_Testo estratto_

La Lavagna Del Sabato 20 Settembre 2008


ARTE CIOČ APERTURA

Intervista a Jean-Luc Nancy di Sara De Carli




L'arte è più riconoscimento che conoscenza: riconoscimento, però, che non ci riporta al già noto, ma che ci apre a qualcosa d'altro, che non conosciamo in senso tecnico ma che pure intuiamo e in qualche modo intravediamo, che sentia­mo famigliare. L'arte è riconoscimento dell'ignoto e dell'inconoscibile e tratta l'apparire del non apparente.

_Materiale di lavoro_
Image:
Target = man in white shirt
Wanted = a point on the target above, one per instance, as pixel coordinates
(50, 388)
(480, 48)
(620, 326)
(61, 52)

_Obiettivi_
1: Secondo l'intervista sull'arte, che cosa tratta l'arte?
2: Restituisci i record come CSV a due colonne, "domanda" e "risposta", con una riga per record. Metti il testo e la relativa risposta ciascuno in un unico campo tra virgolette, sostituendo gli a capo con spazi.

_Risultati delle consegne_
1: L'apparire del non apparente.

2:
domanda,risposta
"Image: Target = man in white shirt Wanted = a point on the target above, one per instance, as pixel coordinates","(50, 388) (480, 48) (620, 326) (61, 52)"